__What the task asks__. Print each entry as it appears. Images stay out of the copy.

__Records supplied__.

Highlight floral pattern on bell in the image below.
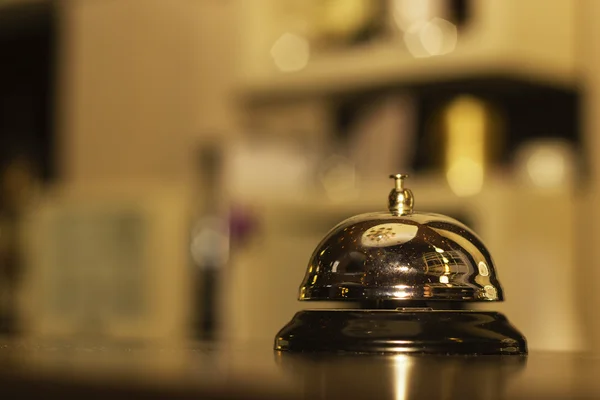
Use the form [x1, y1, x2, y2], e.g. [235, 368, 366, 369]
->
[361, 223, 419, 247]
[361, 223, 418, 247]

__Result for this exercise__.
Highlight floral pattern on bell in the image below.
Use the form [x1, y1, x2, y2], e.g. [235, 368, 366, 369]
->
[361, 223, 419, 247]
[361, 223, 418, 247]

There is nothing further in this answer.